Where a line below holds the string "voordengraphy", copy that line.

═════ Listed entries ═════

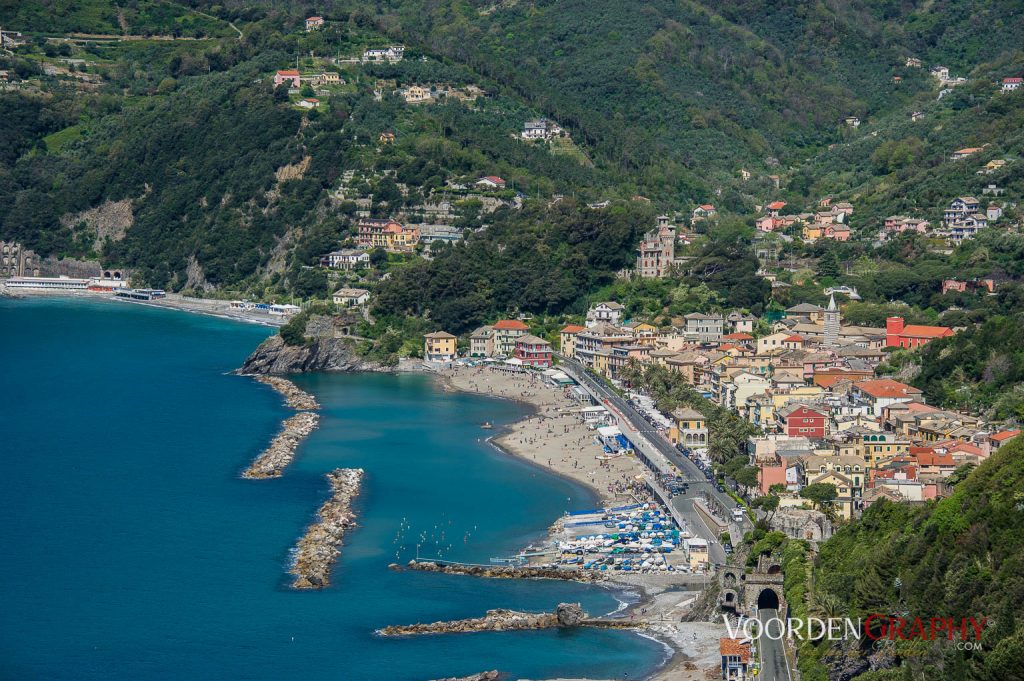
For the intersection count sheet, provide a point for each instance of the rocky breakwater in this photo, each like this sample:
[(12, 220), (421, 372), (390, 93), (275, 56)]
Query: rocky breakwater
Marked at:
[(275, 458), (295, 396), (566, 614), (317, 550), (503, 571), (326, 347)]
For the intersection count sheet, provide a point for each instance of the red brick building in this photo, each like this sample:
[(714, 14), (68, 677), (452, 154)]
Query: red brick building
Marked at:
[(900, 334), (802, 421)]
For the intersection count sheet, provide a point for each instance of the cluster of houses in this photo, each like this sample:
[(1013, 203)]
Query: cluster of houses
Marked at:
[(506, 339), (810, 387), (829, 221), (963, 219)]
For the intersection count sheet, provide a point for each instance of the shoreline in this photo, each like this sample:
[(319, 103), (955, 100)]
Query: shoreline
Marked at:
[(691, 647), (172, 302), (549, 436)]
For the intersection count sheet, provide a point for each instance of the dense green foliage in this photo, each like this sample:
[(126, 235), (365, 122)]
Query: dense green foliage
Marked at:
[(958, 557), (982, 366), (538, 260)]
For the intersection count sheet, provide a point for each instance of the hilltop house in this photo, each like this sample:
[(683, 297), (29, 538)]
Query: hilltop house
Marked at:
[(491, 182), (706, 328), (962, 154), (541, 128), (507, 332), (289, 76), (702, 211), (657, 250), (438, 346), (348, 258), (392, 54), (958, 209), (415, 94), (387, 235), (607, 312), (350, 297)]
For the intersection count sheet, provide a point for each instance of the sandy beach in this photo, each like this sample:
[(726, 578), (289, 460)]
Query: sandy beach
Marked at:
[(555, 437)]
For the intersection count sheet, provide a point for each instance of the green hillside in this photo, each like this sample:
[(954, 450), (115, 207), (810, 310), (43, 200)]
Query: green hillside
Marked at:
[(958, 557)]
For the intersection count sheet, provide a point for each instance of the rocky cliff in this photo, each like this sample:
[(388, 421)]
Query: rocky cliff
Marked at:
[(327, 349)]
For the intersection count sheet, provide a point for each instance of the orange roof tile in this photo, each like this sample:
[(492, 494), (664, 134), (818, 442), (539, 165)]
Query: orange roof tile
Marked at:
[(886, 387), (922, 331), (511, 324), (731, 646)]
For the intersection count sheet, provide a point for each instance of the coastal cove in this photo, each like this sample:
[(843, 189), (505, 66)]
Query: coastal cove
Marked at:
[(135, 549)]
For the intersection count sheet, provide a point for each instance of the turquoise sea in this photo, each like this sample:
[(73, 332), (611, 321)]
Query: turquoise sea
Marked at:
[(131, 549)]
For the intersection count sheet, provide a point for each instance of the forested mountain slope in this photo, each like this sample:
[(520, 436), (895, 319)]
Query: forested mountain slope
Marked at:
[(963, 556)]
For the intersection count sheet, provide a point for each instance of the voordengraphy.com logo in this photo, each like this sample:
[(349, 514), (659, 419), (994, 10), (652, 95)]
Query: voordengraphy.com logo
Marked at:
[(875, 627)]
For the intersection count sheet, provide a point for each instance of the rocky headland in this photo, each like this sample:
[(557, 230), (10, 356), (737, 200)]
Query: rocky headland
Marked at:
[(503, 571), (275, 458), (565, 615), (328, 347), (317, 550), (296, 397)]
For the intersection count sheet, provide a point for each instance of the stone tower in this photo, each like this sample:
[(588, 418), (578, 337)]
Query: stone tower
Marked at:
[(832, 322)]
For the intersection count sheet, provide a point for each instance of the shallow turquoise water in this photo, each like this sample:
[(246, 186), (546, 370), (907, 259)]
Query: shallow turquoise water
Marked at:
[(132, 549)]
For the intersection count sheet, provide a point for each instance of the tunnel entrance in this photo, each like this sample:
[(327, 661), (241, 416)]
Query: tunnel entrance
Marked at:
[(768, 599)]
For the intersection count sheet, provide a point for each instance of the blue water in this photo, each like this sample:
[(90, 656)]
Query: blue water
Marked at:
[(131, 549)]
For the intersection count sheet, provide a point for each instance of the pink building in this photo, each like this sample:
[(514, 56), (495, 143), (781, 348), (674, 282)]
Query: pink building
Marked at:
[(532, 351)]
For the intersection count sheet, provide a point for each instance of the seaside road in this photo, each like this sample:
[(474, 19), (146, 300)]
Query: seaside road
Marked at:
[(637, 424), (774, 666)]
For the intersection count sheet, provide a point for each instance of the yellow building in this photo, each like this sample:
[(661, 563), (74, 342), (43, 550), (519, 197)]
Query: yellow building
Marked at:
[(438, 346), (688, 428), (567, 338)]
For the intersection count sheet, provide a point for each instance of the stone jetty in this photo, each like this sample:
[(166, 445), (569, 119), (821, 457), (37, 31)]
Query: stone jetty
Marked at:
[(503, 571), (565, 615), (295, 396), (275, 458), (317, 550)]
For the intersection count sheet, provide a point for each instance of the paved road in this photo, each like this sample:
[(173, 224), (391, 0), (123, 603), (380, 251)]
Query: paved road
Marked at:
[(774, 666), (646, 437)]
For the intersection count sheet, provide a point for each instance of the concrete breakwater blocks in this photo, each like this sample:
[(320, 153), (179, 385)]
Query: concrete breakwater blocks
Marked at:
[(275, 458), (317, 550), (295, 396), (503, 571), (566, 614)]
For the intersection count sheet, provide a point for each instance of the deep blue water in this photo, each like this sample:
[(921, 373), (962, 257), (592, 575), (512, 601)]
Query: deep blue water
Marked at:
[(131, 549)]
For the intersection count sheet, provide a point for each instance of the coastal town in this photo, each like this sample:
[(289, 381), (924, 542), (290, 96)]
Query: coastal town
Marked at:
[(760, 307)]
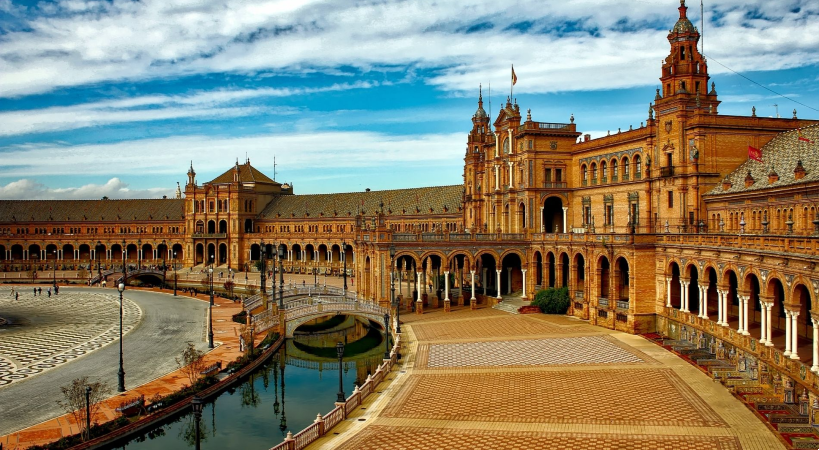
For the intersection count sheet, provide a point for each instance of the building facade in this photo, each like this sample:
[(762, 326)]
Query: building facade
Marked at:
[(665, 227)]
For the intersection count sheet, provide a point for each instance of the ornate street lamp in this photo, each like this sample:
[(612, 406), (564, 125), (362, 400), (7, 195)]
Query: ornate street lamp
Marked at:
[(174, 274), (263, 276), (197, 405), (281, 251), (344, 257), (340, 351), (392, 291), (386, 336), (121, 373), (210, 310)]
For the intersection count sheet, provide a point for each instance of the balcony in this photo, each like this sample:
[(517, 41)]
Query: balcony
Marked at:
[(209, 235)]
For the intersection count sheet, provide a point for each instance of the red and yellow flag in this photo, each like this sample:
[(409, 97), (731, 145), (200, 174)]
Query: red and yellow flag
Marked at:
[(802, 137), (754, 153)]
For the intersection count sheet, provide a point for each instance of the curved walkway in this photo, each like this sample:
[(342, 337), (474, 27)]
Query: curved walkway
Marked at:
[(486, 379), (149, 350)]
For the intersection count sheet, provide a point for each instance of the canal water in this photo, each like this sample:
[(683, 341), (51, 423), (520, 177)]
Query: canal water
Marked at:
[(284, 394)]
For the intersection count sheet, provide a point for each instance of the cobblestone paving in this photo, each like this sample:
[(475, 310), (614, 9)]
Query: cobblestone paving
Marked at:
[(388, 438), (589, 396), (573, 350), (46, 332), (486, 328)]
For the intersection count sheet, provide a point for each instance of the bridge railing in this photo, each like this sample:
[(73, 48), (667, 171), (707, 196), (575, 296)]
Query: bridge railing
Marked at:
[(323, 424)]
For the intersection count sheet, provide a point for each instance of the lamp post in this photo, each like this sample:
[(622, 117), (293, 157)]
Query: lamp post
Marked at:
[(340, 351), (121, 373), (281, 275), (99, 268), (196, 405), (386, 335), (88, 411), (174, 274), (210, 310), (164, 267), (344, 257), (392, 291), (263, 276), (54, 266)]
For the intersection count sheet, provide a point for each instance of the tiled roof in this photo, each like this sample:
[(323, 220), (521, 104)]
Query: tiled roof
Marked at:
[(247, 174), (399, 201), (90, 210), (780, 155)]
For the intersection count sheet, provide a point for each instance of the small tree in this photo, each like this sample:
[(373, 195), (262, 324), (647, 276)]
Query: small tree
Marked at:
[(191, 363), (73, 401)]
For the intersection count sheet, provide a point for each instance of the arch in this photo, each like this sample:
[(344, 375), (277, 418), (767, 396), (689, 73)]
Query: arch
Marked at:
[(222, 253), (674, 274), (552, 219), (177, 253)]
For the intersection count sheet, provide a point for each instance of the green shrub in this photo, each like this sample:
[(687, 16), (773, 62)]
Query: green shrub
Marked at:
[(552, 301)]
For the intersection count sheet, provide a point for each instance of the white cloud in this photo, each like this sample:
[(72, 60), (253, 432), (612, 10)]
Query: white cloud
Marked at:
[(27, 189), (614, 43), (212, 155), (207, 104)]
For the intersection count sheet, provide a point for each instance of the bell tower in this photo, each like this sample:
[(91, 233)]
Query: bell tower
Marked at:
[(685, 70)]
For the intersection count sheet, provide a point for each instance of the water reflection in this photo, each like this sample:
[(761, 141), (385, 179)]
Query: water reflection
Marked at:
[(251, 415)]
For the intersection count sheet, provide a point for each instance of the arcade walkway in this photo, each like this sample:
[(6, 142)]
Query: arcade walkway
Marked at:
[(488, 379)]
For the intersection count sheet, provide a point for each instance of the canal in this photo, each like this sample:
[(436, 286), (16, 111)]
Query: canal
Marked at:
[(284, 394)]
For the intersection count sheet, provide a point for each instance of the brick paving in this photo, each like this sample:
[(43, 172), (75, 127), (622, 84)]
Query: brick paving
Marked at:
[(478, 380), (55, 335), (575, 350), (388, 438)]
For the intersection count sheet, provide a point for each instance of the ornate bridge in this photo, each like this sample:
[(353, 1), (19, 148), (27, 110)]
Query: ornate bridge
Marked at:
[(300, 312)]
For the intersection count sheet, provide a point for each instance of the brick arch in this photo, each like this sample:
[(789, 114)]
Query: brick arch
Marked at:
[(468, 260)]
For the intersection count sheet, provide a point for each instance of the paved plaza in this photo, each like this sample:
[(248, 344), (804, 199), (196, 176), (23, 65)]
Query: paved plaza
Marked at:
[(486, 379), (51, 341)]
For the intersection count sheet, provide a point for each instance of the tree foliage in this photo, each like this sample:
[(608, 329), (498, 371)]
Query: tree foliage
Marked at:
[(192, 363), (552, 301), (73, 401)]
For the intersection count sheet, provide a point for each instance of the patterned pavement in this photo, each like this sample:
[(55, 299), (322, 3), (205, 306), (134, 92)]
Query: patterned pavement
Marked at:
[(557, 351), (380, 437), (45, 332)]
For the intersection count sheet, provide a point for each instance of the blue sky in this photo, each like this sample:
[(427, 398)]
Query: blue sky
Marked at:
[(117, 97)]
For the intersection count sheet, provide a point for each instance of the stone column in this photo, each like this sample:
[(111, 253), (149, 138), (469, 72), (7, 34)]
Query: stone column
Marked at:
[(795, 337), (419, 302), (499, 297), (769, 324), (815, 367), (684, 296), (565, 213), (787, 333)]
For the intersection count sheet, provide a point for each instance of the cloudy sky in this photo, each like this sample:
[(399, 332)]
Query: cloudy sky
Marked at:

═════

- Task result
For the intersection count sheet, provide a point for each instance of the voordengraphy.com logo in this photo, each like this sample:
Query: voordengraphy.com logo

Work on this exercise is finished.